TEKSTFRAGMENT:
= = = = = = =

Staatssecretaris De Vries:

“Ik denk dat ik dat al op hoofdlijnen in de brief heb aangegeven. Het koninklijk besluit om de ex-partnerregeling in werking te laten treden ligt in concept klaar en kan, nadat de stemming is geweest, naar de Staatscourant gaan. Dan kunnen we in het derde kwartaal beginnen met de ex-partnerregeling en met de kindregeling, die daar annex mee is. Het was sowieso altijd al de bedoeling dat er later nog een KB zou komen voor de inwerkingtreding van de nabestaandenregeling. Volgens de oorspronkelijke planning, zo heeft men mij vanuit de organisatie laten weten, zou dat in het eerste kwartaal van 2024 kunnen. Ik heb u nu aangegeven dat de organisatie aangeeft dat, zoals het er nu voorstaat, het niet per eerste kwartaal van 2024 is. Ik kan u nog niet aangeven wanneer het dan wel is, dan moet ik echt die uitvoeringstoets hebben. Die gaan we zo snel mogelijk doen, maar de organisatie heeft daar echt even tijd voor nodig omdat het complex is. In de tussentijd … Dat is echt omdat er een groep is die ik graag wil kunnen helpen. Bijvoorbeeld die €30.000 zou ik al wel in het eerste kwartaal van 2024 kunnen doen. De organisatie is daarop ook ingericht omdat die €30.000 onderdeel uitmaakt van het oorspronkelijke voorstel. Dat is het tijdpad dat ik u kan geven. Volgens mij heb ik dat ook al wel in de brief geschetst.”

= = = = = = =

GEGEVENS:

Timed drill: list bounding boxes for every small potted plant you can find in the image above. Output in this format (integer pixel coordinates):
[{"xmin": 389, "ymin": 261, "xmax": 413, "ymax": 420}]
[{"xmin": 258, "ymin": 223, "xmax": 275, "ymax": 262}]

= = = = = = =

OPDRACHTEN:
1: Geef aan in welk kwartaal volgens het tekstfragment over de ex-partnerregeling kan worden begonnen met de ex-partnerregeling en de kindregeling.
2: Schrijf een vervolg op het tekstfragment over de ex-partnerregeling dat aansluit op de laatste zin.

ANTWOORDEN PER OPDRACHT:
1: In het derde kwartaal.

2:
De heer Schalk (SGP):

“Ik heb zelf de indruk dat we in ieder geval meer elementen erbij krijgen door het gesprek dat we nu met elkaar voeren. Ik zou er toch op aan willen dringen dat we dat in een overzichtelijk schemaatje of zo krijgen, zodat we weten waar we morgen over gaan stemmen of dat we moeten besluiten, wellicht in de derde termijn, dat we nog wachten met het stemmen hierover. Ik zou dat liever niet hebben, want ik snap ook dat de staatssecretaris hetzelfde wil als wij allemaal, namelijk die mensen zo snel mogelijk helpen. Maar de staatssecretaris moet ons niet iets onmogelijks vragen, namelijk om een onuitvoerbare wet te steunen. Dat is het lastige van deze situatie.”

Staatssecretaris De Vries:

“Volgens mij heb ik niet aangegeven dat het een onuitvoerbare wet is. Vanwege het amendement dat erin is gekomen vraagt de uitvoering organisatorisch heel veel. Het vraagt veel van de organisatie en het is echt een proces naast het proces. Op dit moment hebben we dat niet zo ingericht. Dat is wat ik u vraag. Ik kan met liefde nog een keer opschrijven wat ik zonet heb aangegeven, maar ik ben een beetje op zoek naar wat u dan nog aanvullend van mij zou willen weten. Ik kan u niet met zekerheid zeggen wanneer een en ander helemaal in werking getreden kan zijn, omdat ik daarvoor echt de uitvoeringstoets van de organisatie moet hebben.”

De voorzitter:

“Tot slot, meneer Schalk.”

De heer Schalk (SGP):

“Tot slot. De staatssecretaris zegt: ik kan die dingen nog een keer opschrijven. Dat zou ik heel graag willen, maar dan wel met zo veel mogelijk elementen, zodat we echt zicht hebben op wat we het komende halfjaar, driekwart jaar kunnen verwachten en op welke aannames de staatssecretaris kan geven.”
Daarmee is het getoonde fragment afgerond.